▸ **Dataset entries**
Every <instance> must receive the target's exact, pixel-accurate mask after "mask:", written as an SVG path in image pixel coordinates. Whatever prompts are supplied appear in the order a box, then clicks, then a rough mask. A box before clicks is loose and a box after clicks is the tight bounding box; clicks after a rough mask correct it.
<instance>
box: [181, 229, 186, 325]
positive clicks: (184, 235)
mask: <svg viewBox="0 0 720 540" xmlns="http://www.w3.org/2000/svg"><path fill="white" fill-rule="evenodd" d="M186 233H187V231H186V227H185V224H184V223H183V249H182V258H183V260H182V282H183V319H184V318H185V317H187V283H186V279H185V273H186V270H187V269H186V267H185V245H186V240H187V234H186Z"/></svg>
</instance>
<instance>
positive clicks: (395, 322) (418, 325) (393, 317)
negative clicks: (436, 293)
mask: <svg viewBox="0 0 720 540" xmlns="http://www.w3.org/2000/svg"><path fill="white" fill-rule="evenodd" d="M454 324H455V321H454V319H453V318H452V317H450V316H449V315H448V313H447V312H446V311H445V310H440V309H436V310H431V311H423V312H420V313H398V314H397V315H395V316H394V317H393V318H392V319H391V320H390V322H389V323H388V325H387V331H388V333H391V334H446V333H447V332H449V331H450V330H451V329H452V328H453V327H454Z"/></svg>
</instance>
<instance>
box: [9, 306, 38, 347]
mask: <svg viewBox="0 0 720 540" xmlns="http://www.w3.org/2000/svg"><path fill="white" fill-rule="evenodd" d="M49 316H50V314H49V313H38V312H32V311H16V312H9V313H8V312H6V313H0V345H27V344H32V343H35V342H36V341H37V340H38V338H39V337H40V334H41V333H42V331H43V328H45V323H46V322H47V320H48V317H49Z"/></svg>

▸ **Task details**
Could you set down each entry above word for word?

▸ **Reply**
Every <instance> must receive the target's exact, pixel-accurate mask after "mask:", written as an SVG path in image pixel coordinates. Whatever prompts are supplied appear in the order a box, then clicks, then a rough mask. A box before clicks is loose and a box after clicks is the tight bounding box; clicks after a rough mask correct it.
<instance>
box: [181, 229, 186, 325]
positive clicks: (184, 235)
mask: <svg viewBox="0 0 720 540" xmlns="http://www.w3.org/2000/svg"><path fill="white" fill-rule="evenodd" d="M186 233H187V231H186V227H185V224H184V223H183V249H182V258H183V260H182V282H183V319H184V318H185V317H187V283H186V279H185V273H186V270H187V269H186V267H185V245H186V240H187V234H186Z"/></svg>
</instance>
<instance>
positive clicks: (395, 322) (418, 325) (393, 317)
negative clicks: (436, 293)
mask: <svg viewBox="0 0 720 540" xmlns="http://www.w3.org/2000/svg"><path fill="white" fill-rule="evenodd" d="M454 324H455V321H454V319H453V318H452V317H450V316H449V315H448V313H447V312H446V311H445V310H440V309H436V310H431V311H423V312H420V313H398V314H397V315H395V316H394V317H393V318H392V319H391V320H390V322H389V323H388V325H387V331H388V333H391V334H446V333H447V332H449V331H450V330H451V329H452V328H453V327H454Z"/></svg>
</instance>
<instance>
box: [9, 306, 38, 347]
mask: <svg viewBox="0 0 720 540" xmlns="http://www.w3.org/2000/svg"><path fill="white" fill-rule="evenodd" d="M49 316H50V314H49V313H38V312H32V311H16V312H9V313H8V312H6V313H0V345H27V344H32V343H35V342H36V341H37V340H38V338H39V337H40V334H41V333H42V331H43V328H45V323H46V322H47V320H48V317H49Z"/></svg>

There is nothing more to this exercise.